Directions:
When a line in the records contains the string "truck", copy that line.

(Material to process begins)

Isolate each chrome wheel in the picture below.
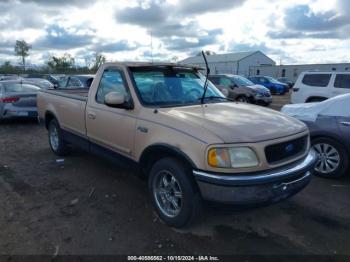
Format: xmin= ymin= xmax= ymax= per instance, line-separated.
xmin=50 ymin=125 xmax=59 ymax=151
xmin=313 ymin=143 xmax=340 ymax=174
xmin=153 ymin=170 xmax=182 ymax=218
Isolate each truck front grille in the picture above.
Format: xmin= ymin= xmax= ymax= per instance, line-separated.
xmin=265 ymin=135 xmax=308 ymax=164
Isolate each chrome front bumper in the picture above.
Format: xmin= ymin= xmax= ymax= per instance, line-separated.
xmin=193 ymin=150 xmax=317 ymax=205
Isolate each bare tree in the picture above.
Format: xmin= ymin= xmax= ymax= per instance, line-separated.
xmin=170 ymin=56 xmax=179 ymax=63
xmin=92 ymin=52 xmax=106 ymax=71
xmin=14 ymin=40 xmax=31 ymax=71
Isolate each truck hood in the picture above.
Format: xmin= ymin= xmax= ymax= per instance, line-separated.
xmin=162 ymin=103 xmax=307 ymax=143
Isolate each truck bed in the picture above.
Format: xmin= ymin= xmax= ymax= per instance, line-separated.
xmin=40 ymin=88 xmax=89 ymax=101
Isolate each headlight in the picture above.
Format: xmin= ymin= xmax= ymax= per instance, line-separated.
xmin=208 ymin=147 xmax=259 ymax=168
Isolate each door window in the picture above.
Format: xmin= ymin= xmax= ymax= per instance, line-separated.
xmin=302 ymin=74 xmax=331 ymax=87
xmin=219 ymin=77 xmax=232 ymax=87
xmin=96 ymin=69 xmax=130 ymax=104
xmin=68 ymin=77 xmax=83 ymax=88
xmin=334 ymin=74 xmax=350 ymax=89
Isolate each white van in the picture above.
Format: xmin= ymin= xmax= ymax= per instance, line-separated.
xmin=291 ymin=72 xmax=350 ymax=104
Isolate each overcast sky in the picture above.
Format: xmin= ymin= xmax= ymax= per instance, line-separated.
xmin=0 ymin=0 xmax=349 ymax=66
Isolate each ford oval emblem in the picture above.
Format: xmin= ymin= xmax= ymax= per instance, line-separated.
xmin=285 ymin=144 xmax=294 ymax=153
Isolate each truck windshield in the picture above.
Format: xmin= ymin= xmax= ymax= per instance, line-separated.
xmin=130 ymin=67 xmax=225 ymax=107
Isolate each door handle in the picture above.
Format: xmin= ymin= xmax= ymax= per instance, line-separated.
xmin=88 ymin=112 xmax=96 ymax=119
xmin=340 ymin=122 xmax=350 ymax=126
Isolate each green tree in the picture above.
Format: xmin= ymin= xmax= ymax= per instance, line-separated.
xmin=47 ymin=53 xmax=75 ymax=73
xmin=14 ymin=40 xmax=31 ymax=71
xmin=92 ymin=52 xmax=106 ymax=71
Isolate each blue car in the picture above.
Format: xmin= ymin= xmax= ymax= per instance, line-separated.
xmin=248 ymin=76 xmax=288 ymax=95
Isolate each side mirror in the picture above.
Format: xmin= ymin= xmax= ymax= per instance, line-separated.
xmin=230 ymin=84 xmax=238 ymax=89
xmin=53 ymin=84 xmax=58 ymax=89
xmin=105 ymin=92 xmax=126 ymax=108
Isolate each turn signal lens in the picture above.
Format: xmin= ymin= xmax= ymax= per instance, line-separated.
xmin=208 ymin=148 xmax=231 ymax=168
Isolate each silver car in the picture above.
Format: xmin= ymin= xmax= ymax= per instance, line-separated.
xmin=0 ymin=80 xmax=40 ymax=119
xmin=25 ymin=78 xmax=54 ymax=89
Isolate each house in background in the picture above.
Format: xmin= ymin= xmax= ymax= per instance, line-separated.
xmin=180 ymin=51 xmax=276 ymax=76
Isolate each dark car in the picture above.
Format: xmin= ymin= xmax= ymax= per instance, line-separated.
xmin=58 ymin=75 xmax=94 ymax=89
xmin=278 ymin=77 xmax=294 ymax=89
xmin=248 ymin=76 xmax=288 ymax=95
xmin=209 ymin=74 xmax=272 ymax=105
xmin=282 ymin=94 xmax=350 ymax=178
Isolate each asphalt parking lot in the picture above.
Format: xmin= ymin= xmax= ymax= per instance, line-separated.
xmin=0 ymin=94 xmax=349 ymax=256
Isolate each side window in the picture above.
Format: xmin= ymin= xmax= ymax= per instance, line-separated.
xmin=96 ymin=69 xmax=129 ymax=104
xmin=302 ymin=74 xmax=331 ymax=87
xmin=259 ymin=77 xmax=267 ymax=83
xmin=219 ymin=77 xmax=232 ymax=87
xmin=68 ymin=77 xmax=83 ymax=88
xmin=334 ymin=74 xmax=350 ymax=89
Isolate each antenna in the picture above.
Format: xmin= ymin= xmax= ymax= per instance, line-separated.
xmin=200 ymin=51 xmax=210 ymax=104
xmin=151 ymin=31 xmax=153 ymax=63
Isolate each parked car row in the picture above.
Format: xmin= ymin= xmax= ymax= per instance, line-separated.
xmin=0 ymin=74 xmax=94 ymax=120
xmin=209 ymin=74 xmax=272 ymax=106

(Material to process ends)

Reply to the task:
Isolate each truck front grille in the picture above.
Isolate each truck hood in the picture above.
Isolate each truck bed in the picture above.
Isolate each truck windshield in the picture above.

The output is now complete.